GOAL
Copy out all of the material below word for word, leaving out the pictures.

INPUT FOR THIS TASK
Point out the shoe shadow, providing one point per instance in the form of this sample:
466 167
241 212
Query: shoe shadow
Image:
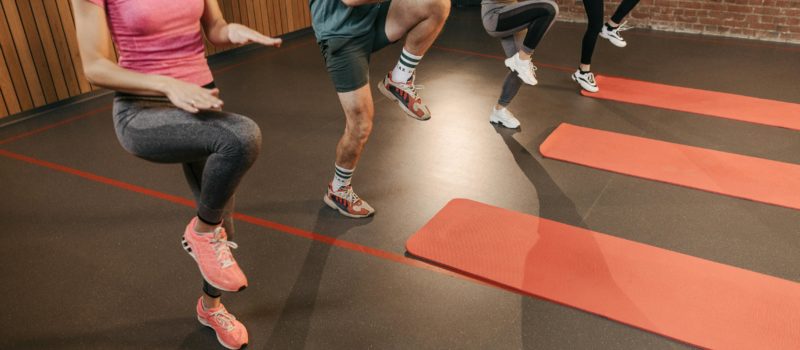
151 334
545 324
292 327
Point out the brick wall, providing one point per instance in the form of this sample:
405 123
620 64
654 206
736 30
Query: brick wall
772 20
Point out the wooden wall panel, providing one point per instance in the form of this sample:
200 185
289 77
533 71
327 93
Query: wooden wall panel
39 58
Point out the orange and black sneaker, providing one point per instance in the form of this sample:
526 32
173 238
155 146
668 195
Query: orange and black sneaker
406 96
347 202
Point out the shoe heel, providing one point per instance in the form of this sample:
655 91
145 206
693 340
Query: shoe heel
186 247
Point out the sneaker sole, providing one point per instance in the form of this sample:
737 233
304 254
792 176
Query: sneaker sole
581 85
333 205
188 250
605 36
405 109
493 120
204 323
511 67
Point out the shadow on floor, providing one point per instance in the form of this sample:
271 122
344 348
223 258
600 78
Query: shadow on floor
292 327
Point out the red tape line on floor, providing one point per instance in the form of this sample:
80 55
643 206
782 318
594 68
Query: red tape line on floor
709 103
675 295
730 174
238 216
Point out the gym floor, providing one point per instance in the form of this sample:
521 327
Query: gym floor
92 256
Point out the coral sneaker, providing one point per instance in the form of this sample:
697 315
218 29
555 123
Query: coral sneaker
212 252
230 332
405 94
347 202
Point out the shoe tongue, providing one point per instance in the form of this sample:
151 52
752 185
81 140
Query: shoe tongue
220 233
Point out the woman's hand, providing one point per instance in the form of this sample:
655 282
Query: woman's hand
190 97
240 35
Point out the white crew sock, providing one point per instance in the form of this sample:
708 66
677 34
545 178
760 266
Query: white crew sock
405 66
341 177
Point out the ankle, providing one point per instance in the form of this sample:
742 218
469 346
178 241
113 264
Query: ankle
201 227
209 303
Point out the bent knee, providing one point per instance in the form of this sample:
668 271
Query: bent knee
243 138
438 8
552 9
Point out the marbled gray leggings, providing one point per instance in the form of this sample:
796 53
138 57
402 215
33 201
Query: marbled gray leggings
215 148
520 26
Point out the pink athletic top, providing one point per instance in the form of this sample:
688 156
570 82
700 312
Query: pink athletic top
159 37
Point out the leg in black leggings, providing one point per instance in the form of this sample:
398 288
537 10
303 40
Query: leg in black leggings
194 176
520 26
215 148
594 14
623 10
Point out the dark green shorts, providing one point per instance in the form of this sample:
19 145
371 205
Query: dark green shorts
347 59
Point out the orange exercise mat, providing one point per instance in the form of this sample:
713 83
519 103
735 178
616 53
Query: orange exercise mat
693 300
735 175
710 103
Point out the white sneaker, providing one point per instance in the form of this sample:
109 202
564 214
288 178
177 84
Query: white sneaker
586 80
613 34
503 117
524 68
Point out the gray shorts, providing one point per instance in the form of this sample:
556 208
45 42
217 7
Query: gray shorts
347 59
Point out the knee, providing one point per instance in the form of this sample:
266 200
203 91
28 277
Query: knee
360 130
438 8
594 28
552 10
244 140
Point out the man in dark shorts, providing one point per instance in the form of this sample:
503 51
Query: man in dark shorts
348 31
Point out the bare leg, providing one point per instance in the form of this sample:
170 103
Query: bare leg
421 20
358 111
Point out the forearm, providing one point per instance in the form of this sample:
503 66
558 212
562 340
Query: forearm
217 32
109 75
354 3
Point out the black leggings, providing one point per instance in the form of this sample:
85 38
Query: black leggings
215 148
520 26
594 13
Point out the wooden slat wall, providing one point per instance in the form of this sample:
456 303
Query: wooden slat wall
39 60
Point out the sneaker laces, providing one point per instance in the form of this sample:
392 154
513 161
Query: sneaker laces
533 68
590 77
349 194
623 27
222 247
224 319
411 87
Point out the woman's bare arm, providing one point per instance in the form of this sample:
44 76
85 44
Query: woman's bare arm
220 32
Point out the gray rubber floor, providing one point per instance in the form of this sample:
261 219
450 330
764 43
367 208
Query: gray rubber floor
87 265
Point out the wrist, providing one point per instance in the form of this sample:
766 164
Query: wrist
162 84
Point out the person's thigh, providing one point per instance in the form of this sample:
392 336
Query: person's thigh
166 134
347 61
357 105
403 15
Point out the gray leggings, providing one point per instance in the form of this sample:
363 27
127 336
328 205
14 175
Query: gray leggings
520 26
215 148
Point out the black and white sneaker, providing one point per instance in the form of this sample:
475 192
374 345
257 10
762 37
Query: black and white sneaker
586 80
613 34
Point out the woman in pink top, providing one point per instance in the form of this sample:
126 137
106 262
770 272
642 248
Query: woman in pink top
167 110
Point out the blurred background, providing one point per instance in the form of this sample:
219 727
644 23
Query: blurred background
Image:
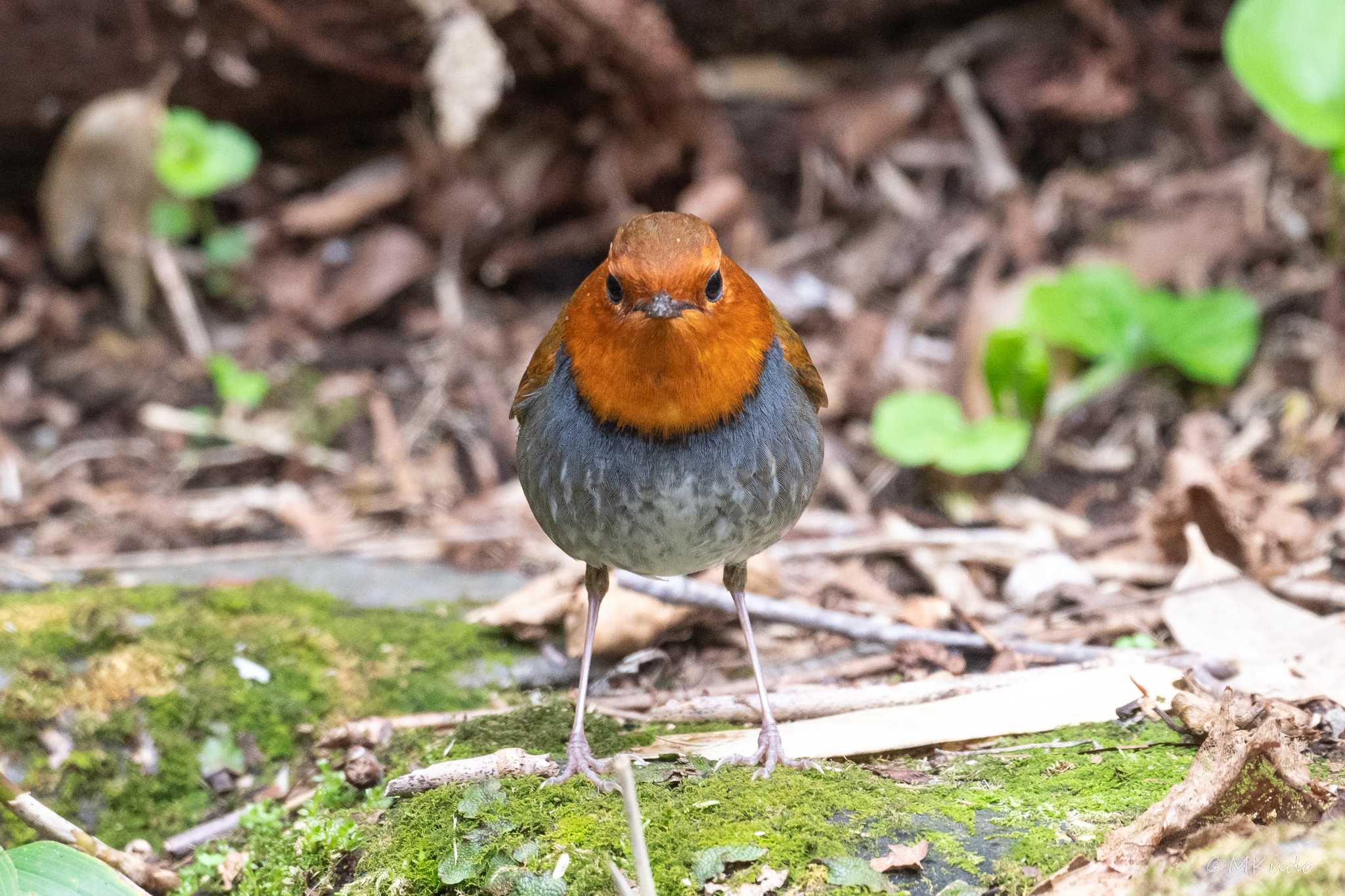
271 270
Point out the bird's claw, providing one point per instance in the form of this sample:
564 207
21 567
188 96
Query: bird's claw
579 759
770 754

REPLY
Point out the shoe shadow, providing one point per instance in the form of this sample:
466 167
241 212
Query: shoe shadow
Image:
151 334
545 324
292 327
Point out the brick wall, providing one point per instance in the form of this sample:
405 123
620 64
654 206
736 30
Query: brick wall
772 20
Point out the wooden wall panel, providing one point per instance in the form of this sample:
200 185
289 77
533 71
327 93
Query: wooden wall panel
39 58
Point out the orange and black sneaker, providing one point per instance in the form of this sample:
526 32
173 238
155 146
668 195
Query: orange and black sneaker
406 96
347 202
Point out the shoe heel, providing one point per instance in the form of this sample:
655 91
145 206
693 340
Query: shoe heel
186 247
Point out the sneaker sole, providing one point per instance in the form of this sample:
737 233
304 254
792 176
Query: sneaker sole
581 85
333 205
188 250
605 36
405 109
493 120
204 323
511 67
Point out the shadow on floor, providing one point per instance in the form of this sample:
271 122
344 348
223 258
600 78
Query: shadow on floor
292 327
Point out the red tape line on floor, providing one point per instance in the form of this sample:
80 55
643 206
782 318
594 68
Query: red tape line on floor
709 103
675 295
730 174
238 216
Point out the gym floor, providing one point per instance in the form of this sample:
521 327
Query: gym floor
92 256
Point out the coral sneaker, providing one point per instance in the form of this sample:
697 315
218 29
555 123
Query: coral sneaker
212 252
230 332
405 94
347 202
Point out the shoe tongue, providing one point per instance in the form of this sample:
151 52
752 185
81 140
Query: shoe tongue
220 233
Point out the woman's hand, providing one point per instance in the form of this sample:
655 282
Query: woman's hand
190 97
240 35
Point out the white crew sock, providing one point per instance in the form of this sample:
708 66
677 34
545 178
760 266
Query: white crew sock
405 66
341 177
Point out the ankle, providing one point per instance in the form of this sample:
742 218
469 346
178 241
113 264
Query: ankle
201 227
209 303
Point out the bent knee, providing one point per instance in the form of this sample:
668 271
Query: bent knee
243 138
438 8
552 9
Point out the marbled gray leggings, providing one point per instance in the form of this sample:
796 53
138 57
402 215
33 201
Query: marbled gray leggings
215 148
520 26
Point out the pink athletic top, providing one point per instance in the form of this sample:
688 156
570 82
700 312
Query: pink athletic top
159 37
Point out the leg in black leggings, providing one point per instance in the form of this sample:
398 288
537 10
303 40
Query: leg in black leggings
194 176
520 26
215 148
594 14
623 10
Point out the dark green shorts, providing one point per instance in the form of this sample:
19 145
371 205
Query: dark green shorts
347 59
Point out the orange exercise mat, providing one point per instance in the form of this sample:
713 83
519 103
735 178
616 53
Query: orange exercise mat
693 300
735 175
710 103
Point out the white sneaker, providing one point per instance in the form of this sample:
109 202
564 214
288 178
177 84
Query: white sneaker
586 80
613 34
503 117
524 68
Point out the gray shorts, providing one point per instance in the form of this sample:
556 208
45 42
217 7
Query: gray shorts
347 59
Point out the knee, providing one point per instance in the form of this sample:
266 200
203 91
28 277
Query: knee
360 130
438 8
594 28
552 10
244 140
Point out the man in dark shorts, providing one point per instance in the form of this sample:
503 51
Query: man in dark shorts
348 31
Point out the bare leg, providing one point per instance in the form of this sample:
170 103
Query: bare leg
421 20
358 111
Point out the forearm, providing one point per instance in the form of this sample:
503 66
558 212
562 340
Query: forearm
217 32
109 75
354 3
Point out the black leggings, providing one point per instance in the form of this sample:
85 38
Query: black leggings
215 148
520 26
594 13
Point out the wooden slat wall, providing one point per instance in the form of this sample:
456 303
Query: wooden slat wall
39 60
Point out the sneaker laces, providing one point per instance in the form of this sample:
392 154
513 161
Query: sneaker laces
533 68
590 77
349 194
623 27
222 247
224 319
411 87
Point out the woman's bare arm, providing one point per instance in the form of this sample:
44 76
85 44
Query: woman's bare arm
220 32
Point out the gray rubber floor, providing one point per instance in the form of this sample:
261 219
450 330
764 43
367 208
Query: gray rubber floor
87 265
Point out the wrist, providing one point per instance in the form of this sample:
766 164
Query: wrist
162 84
Point out the person's thigh, providing one point per instance in the form of this sample:
392 336
Query: person's thigh
166 134
347 61
357 105
403 15
Point out the gray leggings, providing one point per instance in the form of this sample:
363 27
127 336
328 205
14 175
Query: gray leggings
520 26
215 148
Point out the black and white sneaker, providing one point per instance in the form of this sample:
475 192
374 345
257 10
762 37
Query: black and white sneaker
586 80
613 34
Point out the woman in pink top, providing one point per instance in the form of this sample:
126 137
106 262
770 272
642 248
Query: woman in pink top
167 110
Point out the blurred background, providing one point per instance in the form of this sample:
219 727
644 23
Query: blurred background
Image:
271 270
Point out the bird's claw, providing one point per instance in the form of this sample:
564 207
21 567
188 96
Query: bird's claw
579 759
770 754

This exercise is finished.